Task goal> Transcribe every record that appears below, exactly and in full.

Referring expression pointing data:
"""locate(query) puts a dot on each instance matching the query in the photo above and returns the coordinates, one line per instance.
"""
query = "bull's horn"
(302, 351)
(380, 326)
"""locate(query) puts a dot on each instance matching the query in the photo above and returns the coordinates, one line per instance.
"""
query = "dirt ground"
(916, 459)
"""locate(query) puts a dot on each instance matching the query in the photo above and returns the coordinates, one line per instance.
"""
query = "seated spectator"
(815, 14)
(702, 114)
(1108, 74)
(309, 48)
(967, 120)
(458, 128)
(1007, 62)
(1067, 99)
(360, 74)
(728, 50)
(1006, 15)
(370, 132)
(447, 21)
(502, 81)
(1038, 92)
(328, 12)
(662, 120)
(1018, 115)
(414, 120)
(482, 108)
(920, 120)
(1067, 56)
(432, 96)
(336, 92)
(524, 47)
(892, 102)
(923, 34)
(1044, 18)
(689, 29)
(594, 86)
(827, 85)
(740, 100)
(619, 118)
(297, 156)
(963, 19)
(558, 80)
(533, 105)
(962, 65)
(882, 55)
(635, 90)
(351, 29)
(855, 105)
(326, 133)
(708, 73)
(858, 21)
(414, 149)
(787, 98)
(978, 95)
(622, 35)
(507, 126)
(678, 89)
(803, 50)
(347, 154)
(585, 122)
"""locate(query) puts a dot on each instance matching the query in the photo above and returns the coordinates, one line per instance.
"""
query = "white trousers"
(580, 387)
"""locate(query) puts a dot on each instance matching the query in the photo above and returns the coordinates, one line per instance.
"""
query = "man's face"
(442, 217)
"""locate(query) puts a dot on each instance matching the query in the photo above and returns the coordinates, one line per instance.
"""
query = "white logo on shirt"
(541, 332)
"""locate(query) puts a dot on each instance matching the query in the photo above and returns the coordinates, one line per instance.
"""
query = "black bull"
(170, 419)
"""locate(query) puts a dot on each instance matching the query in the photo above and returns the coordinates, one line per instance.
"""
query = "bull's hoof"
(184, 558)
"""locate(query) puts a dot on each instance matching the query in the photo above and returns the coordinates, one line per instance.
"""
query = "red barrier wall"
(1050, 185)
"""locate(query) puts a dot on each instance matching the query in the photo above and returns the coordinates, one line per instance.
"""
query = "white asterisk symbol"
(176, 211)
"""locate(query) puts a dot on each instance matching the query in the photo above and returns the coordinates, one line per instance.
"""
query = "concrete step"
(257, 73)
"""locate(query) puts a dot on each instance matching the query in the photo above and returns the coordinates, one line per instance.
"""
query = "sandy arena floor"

Output for this task>
"""locate(query) puts a dot on each instance matching the query in the photo above and returns the coordinates, one line per instance.
"""
query = "bull's horn"
(302, 351)
(380, 326)
"""locate(query) puts a dot on each instance matching the query in the photo above and returns the coordinates, one line per instance.
"""
query = "dirt ground"
(916, 459)
"""locate(query) puts a dot on each instance matching the query in the photo above and returns the coordinates, one line per instance.
"""
query = "seated spectator"
(815, 14)
(702, 114)
(1108, 74)
(309, 48)
(967, 120)
(458, 128)
(1007, 62)
(1067, 99)
(360, 74)
(728, 50)
(1006, 15)
(370, 132)
(447, 21)
(502, 81)
(1038, 92)
(328, 12)
(662, 120)
(1018, 115)
(414, 120)
(482, 108)
(920, 120)
(1067, 56)
(432, 96)
(336, 92)
(524, 47)
(892, 102)
(923, 34)
(1044, 18)
(689, 29)
(594, 86)
(827, 85)
(740, 100)
(619, 118)
(297, 156)
(963, 19)
(558, 80)
(533, 105)
(962, 65)
(882, 55)
(635, 90)
(351, 29)
(855, 105)
(326, 133)
(708, 73)
(858, 21)
(414, 149)
(787, 98)
(978, 95)
(622, 35)
(507, 126)
(678, 89)
(803, 50)
(347, 154)
(585, 122)
"""locate(query) puts a dot on each instance matching the query in the photo above and returns the coordinates, one line per instance.
"""
query = "white trousers"
(580, 387)
"""locate(query) puts a dot on each instance matching the query in the photo above and returns the coordinates, one line per instance.
"""
query = "man's face"
(442, 217)
"""locate(query) puts a dot on each instance matching the query in the photo above and returns the coordinates, one line per instance.
"""
query = "white logo on shirt"
(541, 332)
"""locate(query) puts a dot on each instance matching the query in the photo above and returns the coordinates, one line per instance.
"""
query = "black bull"
(170, 419)
"""locate(query) puts a dot on each instance matching the query in the photo above and returns the coordinates, one line per instance.
"""
query = "bull's hoof"
(184, 558)
"""locate(query) puts a dot on each instance matching the query in the photo above and returns the coordinates, one line per instance.
"""
query = "red barrier wall"
(1050, 185)
"""locate(query) puts a dot on each instance matching the query in the photo above and returns the coordinates, one line per instance.
"""
query = "white asterisk symbol"
(176, 211)
"""locate(query) puts a dot on each instance matching the query in the photo above and returns the coordinates, one line per instance.
"""
query = "concrete step"
(257, 73)
"""locate(query) puts a dot on each instance matching the query in the photo above and returns the coordinates, one line per instance.
"""
query = "sandy arena floor"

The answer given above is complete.